**Work task 1**.
Copy the essential oil methods text below word for word, everything from "We collected volatiles" down to "(Shimadzu GCMS-QP2010 SE).".
**Work task 2**.
Pick up the essential oil methods text below where it stops and keep writing it.

**Text block**.
━━━

We collected volatiles from the leaves of the two morphotypes under the same growth conditions and ambient temperature, in biological triplicates. Approximately 100 g of dry leaves from the two morphotypes, were extracted with 1000 mL of reverse osmosis water using a Clevenger apparatus⁸⁷ , following four hours of extraction by hydro-distillation. Samples of the essential oils extracted from the leaves were analyzed using gas chromatography with a flame ionization detector (GC-FID) (Shimadzu GC-2010 Plus) and gas chromatography coupled to mass spectrometry (GC–MS) (Shimadzu GCMS-QP2010 SE).
We conducted the analyses according to the following conditions: helium (He) as the carrier gas for both detectors, with the flow and linear speeds of 2.80 mL min⁻¹ and 50.8 cm s⁻¹ (GC-FID), and 1.98 mL min⁻¹ and 50.9 cm s⁻¹ (GC–MS), respectively; injection port temperature of 220 °C with a split ratio of 1:30; fused silica capillary column (30 m × 0.25 mm); stationary phase Rtx^®-5MS (0.25 μm film thickness); oven with an initial temperature of 40 °C, maintained for 3 min, then gradually increased by 3 °C min⁻¹ until 180 °C, where it remained for 10 min (total analysis time: 59.67 min); and FID and MS detector temperature of 240 °C and 200 °C, respectively^{49 (link)}. The used samples were taken from the vials in 1 μL of a solution containing 3% essential oil dissolved in hexane with 0.1 mol L⁻¹ dimethylacetamide (DMA; external standard for reproducibility control).

━━━

**Supplied entries**.
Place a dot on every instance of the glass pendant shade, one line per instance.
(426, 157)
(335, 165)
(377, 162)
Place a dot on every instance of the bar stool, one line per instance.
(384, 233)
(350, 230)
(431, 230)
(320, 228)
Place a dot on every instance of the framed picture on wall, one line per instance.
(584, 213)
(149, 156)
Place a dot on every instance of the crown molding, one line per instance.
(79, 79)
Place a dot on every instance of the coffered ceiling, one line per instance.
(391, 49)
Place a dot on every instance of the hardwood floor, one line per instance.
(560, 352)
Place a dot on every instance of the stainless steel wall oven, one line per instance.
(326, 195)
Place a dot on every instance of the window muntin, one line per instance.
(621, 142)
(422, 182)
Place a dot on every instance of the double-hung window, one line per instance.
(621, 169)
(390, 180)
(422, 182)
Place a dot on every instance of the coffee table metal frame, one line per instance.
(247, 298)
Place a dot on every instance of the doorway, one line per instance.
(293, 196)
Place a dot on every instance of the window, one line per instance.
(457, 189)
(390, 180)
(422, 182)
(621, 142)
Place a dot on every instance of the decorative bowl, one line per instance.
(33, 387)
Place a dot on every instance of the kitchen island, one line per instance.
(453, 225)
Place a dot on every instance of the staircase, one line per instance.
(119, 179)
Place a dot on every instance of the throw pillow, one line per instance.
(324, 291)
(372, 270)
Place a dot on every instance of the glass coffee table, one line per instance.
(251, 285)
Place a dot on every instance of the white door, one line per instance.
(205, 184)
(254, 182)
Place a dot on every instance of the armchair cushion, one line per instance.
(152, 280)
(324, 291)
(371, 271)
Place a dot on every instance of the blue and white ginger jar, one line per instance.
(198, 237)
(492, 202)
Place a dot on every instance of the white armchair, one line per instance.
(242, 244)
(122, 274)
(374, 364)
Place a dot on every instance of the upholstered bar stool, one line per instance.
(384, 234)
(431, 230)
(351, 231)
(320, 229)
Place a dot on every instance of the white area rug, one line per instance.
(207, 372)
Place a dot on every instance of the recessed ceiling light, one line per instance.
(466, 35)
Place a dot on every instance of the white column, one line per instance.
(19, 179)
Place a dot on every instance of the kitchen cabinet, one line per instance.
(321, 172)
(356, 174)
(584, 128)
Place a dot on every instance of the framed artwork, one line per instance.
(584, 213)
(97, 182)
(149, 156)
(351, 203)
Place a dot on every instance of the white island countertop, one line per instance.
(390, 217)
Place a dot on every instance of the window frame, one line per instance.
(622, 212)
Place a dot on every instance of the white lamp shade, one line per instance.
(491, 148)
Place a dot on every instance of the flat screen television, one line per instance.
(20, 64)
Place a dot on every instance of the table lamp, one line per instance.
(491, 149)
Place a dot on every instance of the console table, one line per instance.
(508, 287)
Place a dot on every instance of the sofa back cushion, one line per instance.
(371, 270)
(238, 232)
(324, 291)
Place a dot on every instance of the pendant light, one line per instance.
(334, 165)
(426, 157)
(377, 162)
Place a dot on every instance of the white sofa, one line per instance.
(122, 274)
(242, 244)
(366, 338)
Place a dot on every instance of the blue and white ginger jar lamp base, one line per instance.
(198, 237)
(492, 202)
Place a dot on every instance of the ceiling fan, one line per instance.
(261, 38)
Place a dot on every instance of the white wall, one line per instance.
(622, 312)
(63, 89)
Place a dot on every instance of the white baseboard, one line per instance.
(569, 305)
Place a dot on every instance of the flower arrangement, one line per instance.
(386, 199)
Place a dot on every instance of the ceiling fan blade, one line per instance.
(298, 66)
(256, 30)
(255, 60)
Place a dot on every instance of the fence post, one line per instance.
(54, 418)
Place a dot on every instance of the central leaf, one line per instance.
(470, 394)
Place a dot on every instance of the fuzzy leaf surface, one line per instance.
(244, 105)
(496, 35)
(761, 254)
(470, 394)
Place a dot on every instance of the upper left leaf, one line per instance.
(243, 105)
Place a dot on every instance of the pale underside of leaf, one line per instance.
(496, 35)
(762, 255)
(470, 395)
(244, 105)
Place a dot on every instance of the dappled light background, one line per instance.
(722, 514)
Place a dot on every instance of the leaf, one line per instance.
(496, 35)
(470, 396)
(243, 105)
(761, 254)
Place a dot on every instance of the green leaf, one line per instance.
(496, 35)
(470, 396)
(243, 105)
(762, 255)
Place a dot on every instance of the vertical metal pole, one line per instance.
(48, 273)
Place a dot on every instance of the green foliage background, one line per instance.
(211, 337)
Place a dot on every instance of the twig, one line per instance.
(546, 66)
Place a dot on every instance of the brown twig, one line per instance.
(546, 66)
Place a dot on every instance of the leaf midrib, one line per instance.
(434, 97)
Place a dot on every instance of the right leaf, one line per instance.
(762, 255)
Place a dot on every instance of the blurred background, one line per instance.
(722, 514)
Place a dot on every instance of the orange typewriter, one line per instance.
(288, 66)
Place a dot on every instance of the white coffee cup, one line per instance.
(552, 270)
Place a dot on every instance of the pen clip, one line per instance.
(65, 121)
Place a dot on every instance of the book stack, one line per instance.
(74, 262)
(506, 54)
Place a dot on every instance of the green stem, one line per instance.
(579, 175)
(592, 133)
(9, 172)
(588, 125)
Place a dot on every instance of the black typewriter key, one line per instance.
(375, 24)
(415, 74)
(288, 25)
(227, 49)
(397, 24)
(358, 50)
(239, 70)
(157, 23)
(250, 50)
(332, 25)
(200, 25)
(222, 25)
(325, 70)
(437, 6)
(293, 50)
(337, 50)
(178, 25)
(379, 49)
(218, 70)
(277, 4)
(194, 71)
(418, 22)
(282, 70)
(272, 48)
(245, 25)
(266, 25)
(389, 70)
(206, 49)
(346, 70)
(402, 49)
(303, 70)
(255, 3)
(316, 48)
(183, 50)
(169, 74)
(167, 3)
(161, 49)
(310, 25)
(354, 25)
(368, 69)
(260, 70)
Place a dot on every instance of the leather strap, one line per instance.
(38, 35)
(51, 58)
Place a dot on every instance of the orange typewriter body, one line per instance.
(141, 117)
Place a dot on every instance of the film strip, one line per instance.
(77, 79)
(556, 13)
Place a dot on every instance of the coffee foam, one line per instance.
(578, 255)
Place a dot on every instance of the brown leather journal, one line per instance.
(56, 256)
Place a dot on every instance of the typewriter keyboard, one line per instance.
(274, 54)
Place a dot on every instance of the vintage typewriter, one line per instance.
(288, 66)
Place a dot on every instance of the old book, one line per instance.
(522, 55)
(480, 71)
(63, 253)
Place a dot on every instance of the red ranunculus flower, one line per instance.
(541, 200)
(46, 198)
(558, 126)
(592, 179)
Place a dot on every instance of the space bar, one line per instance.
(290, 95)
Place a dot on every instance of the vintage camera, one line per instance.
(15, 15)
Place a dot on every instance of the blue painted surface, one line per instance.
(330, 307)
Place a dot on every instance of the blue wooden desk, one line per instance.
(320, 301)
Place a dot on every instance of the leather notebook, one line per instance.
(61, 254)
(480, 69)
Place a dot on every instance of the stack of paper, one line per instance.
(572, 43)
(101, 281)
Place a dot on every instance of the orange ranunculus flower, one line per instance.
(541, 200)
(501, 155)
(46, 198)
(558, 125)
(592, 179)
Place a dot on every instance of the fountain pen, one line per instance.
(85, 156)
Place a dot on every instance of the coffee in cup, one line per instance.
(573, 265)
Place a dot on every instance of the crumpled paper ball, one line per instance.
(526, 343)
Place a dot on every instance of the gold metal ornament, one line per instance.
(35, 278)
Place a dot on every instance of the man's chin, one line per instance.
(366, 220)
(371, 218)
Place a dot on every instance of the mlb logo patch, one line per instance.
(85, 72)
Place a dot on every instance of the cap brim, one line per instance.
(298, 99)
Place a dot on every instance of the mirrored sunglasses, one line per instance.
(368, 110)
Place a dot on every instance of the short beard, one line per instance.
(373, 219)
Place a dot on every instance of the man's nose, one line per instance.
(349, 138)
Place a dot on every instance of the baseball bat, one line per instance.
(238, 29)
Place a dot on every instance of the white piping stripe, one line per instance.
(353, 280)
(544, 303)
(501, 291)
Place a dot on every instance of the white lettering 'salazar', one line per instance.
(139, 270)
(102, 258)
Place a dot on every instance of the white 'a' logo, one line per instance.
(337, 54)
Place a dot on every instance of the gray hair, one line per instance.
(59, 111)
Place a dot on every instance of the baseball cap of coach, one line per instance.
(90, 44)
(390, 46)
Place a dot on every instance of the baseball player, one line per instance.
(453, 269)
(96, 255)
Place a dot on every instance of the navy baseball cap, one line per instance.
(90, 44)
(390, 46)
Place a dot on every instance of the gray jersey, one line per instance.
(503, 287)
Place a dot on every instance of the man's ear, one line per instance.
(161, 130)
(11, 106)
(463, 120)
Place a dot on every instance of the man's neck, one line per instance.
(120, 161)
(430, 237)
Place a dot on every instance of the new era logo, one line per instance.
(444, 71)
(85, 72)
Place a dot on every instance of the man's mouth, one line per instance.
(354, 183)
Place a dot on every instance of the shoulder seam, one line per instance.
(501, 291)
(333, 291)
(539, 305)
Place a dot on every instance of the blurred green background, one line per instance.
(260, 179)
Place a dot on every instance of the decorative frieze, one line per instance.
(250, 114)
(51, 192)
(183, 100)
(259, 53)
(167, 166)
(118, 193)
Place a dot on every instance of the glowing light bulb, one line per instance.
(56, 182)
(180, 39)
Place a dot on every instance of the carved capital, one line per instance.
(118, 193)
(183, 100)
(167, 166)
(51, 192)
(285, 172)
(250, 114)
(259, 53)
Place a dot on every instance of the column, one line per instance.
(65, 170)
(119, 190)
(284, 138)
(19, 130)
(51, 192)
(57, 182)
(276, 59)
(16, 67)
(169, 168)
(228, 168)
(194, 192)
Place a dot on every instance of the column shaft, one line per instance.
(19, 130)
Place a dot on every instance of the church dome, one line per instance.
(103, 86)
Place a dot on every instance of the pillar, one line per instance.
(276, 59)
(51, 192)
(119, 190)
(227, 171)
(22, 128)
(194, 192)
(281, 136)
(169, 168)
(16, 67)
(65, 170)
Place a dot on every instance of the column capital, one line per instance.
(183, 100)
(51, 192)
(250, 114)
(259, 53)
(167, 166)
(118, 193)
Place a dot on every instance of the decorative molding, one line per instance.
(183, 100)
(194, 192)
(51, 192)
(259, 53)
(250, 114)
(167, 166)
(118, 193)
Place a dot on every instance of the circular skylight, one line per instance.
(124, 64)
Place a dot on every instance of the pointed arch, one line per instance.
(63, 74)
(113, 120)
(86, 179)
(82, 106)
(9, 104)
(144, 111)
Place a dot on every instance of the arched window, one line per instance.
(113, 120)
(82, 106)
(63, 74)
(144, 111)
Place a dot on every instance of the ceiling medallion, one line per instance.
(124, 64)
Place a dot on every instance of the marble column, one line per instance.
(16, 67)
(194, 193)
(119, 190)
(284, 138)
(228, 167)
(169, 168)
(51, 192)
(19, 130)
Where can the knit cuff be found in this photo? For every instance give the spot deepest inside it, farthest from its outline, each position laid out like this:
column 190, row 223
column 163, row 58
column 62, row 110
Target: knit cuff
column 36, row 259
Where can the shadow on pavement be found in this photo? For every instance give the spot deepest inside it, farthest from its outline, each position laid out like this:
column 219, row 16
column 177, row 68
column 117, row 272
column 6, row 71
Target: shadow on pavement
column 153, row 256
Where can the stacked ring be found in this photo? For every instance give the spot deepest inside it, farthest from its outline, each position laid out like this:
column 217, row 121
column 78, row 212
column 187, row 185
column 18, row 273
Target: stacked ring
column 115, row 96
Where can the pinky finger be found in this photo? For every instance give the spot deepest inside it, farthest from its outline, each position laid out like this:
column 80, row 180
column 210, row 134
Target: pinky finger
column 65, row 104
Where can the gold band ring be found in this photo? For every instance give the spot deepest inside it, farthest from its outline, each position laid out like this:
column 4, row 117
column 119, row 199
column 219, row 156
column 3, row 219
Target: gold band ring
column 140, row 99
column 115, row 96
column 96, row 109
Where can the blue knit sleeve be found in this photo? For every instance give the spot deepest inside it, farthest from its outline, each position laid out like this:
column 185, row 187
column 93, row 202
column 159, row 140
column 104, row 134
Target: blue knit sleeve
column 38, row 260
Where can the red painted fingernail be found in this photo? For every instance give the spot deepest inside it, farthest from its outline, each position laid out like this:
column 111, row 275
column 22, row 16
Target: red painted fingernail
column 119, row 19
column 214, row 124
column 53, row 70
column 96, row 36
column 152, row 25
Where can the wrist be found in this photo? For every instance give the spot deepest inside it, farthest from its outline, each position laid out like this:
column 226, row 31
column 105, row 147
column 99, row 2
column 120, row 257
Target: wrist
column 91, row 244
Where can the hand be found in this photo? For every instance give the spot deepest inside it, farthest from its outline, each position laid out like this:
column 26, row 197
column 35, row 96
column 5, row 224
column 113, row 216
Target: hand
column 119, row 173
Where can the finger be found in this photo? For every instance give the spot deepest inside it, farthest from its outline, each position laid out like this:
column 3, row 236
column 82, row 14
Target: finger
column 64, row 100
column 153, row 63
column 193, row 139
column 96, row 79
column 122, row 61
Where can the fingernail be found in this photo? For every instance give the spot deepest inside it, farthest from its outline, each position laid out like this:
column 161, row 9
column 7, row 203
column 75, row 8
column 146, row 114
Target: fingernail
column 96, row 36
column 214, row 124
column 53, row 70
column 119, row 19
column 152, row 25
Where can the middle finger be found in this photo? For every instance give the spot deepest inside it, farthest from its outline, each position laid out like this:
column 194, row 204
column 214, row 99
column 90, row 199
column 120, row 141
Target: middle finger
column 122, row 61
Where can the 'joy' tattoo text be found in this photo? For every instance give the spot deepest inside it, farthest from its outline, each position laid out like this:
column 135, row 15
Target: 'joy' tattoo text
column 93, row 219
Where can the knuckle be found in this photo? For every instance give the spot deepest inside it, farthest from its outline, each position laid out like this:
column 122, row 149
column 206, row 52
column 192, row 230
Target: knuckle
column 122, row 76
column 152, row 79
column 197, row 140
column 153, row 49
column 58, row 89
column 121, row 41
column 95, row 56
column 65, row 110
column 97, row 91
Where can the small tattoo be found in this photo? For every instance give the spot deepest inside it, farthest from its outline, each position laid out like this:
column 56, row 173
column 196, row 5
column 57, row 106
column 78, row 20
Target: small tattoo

━━━

**Exercise result 1**.
We collected volatiles from the leaves of the two morphotypes under the same growth conditions and ambient temperature, in biological triplicates. Approximately 100 g of dry leaves from the two morphotypes, were extracted with 1000 mL of reverse osmosis water using a Clevenger apparatus⁸⁷ , following four hours of extraction by hydro-distillation. Samples of the essential oils extracted from the leaves were analyzed using gas chromatography with a flame ionization detector (GC-FID) (Shimadzu GC-2010 Plus) and gas chromatography coupled to mass spectrometry (GC–MS) (Shimadzu GCMS-QP2010 SE).

**Exercise result 2**.
The GC–MS analyses were performed using electron impact equipment with an impact energy of 70 eV, scanning speed of 1000, scanning interval of 0.50 fragments s⁻¹, and fragments detected from 29 to 400 (m/z). The GC-FID analyses were carried out in a flame formed by H2 and atmospheric air at a temperature of 300 °C. Flow rates of 40 mL min⁻¹ and 400 mL min⁻¹ were used for H2 and air, respectively. Identification of the compounds in the essential oils was accomplished by comparing the obtained mass spectra with those available in the spectral library database (Wiley 7, NIST 05, and NIST 05 s) and retention indices (RI). To calculate the RIs, we used a mixture of saturated alkanes C7–C40 (Supelco-USA) and adjusted retention time of each compound, obtained by GC-FID. The values calculated for each compound were compared with those reported in literature^{88 –90} .
We calculated the relative percentage of each compound in the essential oil using the ratio between the integral area of the peaks and the total area of all sample constituents obtained via GC-FID analyses. The compounds with a relative area above 2% were identified and considered predominant if above 10%.